From the National Center for Science Education newsletter:
A CALL FOR A PRESIDENTIAL DEBATE ON SCIENCE AND TECHNOLOGY
A non-partisan coalition is calling for a presidential debate on science and technology. "Given the many urgent scientific and technological challenges facing America and the rest of the world, the increasing need for accurate scientific information in political decision making, and the vital role scientific innovation plays in spurring economic growth and competitiveness," the coalition writes, "we call for a public debate in which the U.S. presidential candidates share their views on the issues of the environment, health and medicine, and science and technology policy."
In a December 26, 2007, press release, John Rennie, editor-in-chief of Scientific American and a member of the coalition's steering committee, explained, "Matters of science and technology underpin every important issue affecting the future of the United States. It's crucial for the nation's welfare that our next president be someone with an understanding of vital science, a willingness to listen to scientific counsel, and a capacity for solid, critical thinking. A debate would be the ideal opportunity for America and the candidates to explore our national priorities on these issues."
The coalition is chaired by Representatives Vern Ehlers and Rush Holt, scientists themselves, who remarked in a joint statement, "We believe a debate on these issues would be the ideal opportunity for America and the candidates to explore our national priorities for the twenty-first century, and we hope candidates will wish to be involved in such a discussion." Among the others calling for the debate are fourteen Nobel laureates, the editors-in-chief of Nature and Science, and NCSE's executive director Eugenie C. Scott. The coalition is accepting new supporters on its website.

[TASK GOAL] Summarize the newsletter item above on the call for a science debate in two sentences.

[RECORD EXTRACTS]
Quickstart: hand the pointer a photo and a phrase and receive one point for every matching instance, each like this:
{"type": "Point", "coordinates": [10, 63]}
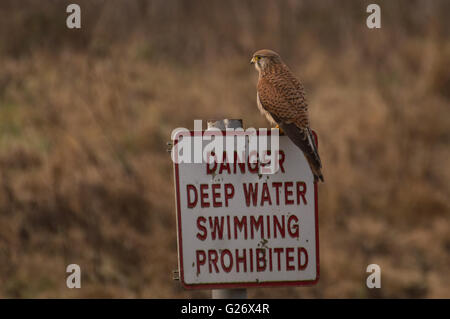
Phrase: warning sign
{"type": "Point", "coordinates": [240, 228]}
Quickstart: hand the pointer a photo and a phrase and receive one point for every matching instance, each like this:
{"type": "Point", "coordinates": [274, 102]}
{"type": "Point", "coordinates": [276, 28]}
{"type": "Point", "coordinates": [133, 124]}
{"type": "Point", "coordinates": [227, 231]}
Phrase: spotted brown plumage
{"type": "Point", "coordinates": [281, 98]}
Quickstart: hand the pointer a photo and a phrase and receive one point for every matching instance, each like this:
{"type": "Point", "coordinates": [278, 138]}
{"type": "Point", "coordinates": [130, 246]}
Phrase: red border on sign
{"type": "Point", "coordinates": [239, 284]}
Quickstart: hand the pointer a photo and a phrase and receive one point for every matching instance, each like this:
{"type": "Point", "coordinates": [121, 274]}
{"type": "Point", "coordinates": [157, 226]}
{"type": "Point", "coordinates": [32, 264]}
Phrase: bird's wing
{"type": "Point", "coordinates": [283, 97]}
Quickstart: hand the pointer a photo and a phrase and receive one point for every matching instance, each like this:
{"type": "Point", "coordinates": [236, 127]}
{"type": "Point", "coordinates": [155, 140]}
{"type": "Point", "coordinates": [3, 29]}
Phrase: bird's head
{"type": "Point", "coordinates": [264, 58]}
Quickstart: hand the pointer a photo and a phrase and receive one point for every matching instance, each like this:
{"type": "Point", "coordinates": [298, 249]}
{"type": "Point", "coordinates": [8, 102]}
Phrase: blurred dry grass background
{"type": "Point", "coordinates": [85, 116]}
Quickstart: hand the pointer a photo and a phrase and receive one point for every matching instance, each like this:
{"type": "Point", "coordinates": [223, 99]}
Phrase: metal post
{"type": "Point", "coordinates": [240, 293]}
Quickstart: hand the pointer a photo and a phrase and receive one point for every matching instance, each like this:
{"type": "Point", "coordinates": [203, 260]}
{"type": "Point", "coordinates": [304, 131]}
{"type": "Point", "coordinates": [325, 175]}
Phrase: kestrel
{"type": "Point", "coordinates": [281, 98]}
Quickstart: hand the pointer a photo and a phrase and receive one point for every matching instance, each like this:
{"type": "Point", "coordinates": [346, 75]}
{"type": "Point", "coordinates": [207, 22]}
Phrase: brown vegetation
{"type": "Point", "coordinates": [85, 115]}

[ANSWER AREA] A non-partisan coalition is calling for a public debate in which the U.S. presidential candidates share their views on the environment, health and medicine, and science and technology policy. The coalition is chaired by Representatives Vern Ehlers and Rush Holt, and those calling for the debate include John Rennie of Scientific American, fourteen Nobel laureates, the editors-in-chief of Nature and Science, and NCSE's executive director Eugenie C. Scott.